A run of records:
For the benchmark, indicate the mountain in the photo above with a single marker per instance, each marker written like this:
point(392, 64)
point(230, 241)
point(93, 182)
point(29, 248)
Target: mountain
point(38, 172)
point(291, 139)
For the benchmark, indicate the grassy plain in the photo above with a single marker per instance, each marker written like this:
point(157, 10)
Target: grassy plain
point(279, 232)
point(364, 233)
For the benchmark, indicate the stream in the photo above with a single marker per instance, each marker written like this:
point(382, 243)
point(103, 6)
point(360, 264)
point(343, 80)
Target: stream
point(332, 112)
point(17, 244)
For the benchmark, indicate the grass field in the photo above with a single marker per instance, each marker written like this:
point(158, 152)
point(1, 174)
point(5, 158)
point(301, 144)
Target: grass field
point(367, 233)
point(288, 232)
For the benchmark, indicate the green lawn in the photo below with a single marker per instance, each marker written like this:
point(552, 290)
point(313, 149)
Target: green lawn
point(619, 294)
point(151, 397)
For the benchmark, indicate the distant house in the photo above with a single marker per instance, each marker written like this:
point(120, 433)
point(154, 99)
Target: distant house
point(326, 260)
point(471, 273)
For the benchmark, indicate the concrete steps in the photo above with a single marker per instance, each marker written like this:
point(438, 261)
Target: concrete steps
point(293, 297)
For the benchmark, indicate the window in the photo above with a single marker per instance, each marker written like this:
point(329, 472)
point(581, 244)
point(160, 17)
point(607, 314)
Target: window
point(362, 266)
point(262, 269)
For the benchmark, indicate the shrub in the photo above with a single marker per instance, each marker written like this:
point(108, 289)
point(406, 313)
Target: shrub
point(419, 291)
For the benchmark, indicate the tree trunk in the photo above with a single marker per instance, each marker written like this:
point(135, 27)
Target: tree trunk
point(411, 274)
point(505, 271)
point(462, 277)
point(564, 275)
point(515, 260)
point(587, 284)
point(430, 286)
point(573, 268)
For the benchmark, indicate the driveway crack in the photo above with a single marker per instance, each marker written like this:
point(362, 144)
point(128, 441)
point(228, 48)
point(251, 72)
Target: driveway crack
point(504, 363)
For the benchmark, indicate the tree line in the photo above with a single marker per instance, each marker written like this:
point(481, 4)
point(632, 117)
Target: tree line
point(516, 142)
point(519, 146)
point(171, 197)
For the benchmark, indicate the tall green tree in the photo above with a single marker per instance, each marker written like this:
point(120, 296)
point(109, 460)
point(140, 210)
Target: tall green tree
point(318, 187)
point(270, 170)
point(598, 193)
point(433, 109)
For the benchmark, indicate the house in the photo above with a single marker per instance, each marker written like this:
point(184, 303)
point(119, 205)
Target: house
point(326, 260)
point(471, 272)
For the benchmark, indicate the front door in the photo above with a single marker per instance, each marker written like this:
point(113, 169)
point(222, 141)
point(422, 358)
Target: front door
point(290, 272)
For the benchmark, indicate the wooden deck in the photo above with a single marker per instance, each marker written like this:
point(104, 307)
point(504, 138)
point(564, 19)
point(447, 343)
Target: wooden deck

#### WHAT YOU SHOULD DO:
Change "benchmark" to "evaluation" everywhere it occurs in the records above, keeping every other part of the lines the same.

#### FULL RESPONSE:
For the evaluation, indicate the mountain in the photo above with a single marker per instance, each marker written like this:
point(392, 64)
point(230, 241)
point(93, 182)
point(29, 248)
Target: mountain
point(38, 172)
point(291, 139)
For the evaluation, indicate the grassy plain in the photo above with a single marker per instance, each marker written like this:
point(157, 10)
Target: grassy plain
point(279, 232)
point(364, 233)
For the evaluation, indicate the stream in the photo above with a single marker per instance, each marker written like this:
point(382, 243)
point(103, 6)
point(360, 264)
point(343, 80)
Target: stream
point(332, 112)
point(17, 244)
For the evaluation, indicate the grass field in the photo above with a single marker per instance, each marker written like this:
point(158, 152)
point(1, 174)
point(5, 158)
point(301, 144)
Target: grass field
point(367, 233)
point(288, 232)
For the evaluation, indicate the green lawn in the photo below with a single marker per instance, each marker written like this:
point(552, 290)
point(313, 149)
Target: green lawn
point(619, 294)
point(151, 397)
For the evaluation, indicate the distant house in the photo above with a single marker per instance, each marker written like this:
point(120, 433)
point(154, 99)
Target: distant house
point(326, 260)
point(471, 273)
For the evaluation, indicate the concrete steps in the photo above with a single marker per instance, each marker written like this:
point(438, 261)
Target: concrete steps
point(293, 297)
For the evaluation, indicate the window in the photo above with a single marker per instance, each marker written like this:
point(329, 472)
point(581, 244)
point(160, 17)
point(607, 314)
Target: window
point(362, 266)
point(262, 269)
For the evaluation, indicate the shrub in the photo above with a single marker per instance, each marker written like this:
point(108, 289)
point(406, 313)
Target: shrub
point(419, 291)
For the evaluation, indicate the tree trunk in the photo above with a single marker per instance, each marker written like this:
point(135, 27)
Target: tree trunk
point(411, 274)
point(505, 271)
point(462, 277)
point(564, 275)
point(515, 260)
point(587, 284)
point(430, 286)
point(573, 268)
For the evaluation, indicate the driveway crack in the photo above with a single marker per instance, each marker written like this:
point(362, 144)
point(128, 441)
point(228, 48)
point(251, 72)
Target: driveway crack
point(504, 363)
For the evaluation, indicate the tree line in the photo above with a single marker per instance, each marker written like this:
point(481, 4)
point(632, 117)
Target: tree line
point(516, 142)
point(519, 146)
point(171, 197)
For the evaluation, indicate the tall green tree in the photo above with a single marker per instance, each marker written like this:
point(120, 296)
point(109, 460)
point(140, 210)
Target: tall green tree
point(318, 187)
point(270, 170)
point(598, 193)
point(433, 109)
For the evaluation, indicate the house in the photo above with a single marker per instance, each marker written like this:
point(184, 303)
point(119, 205)
Target: house
point(326, 260)
point(471, 272)
For the evaluation, indicate the front door in the photo above with a single marker per instance, each marker written like this:
point(113, 169)
point(222, 141)
point(422, 358)
Target: front door
point(290, 272)
For the evaluation, indicate the wooden deck in the photo above with a single marker per instance, each marker written like this:
point(104, 307)
point(504, 138)
point(564, 19)
point(447, 343)
Target: wooden deck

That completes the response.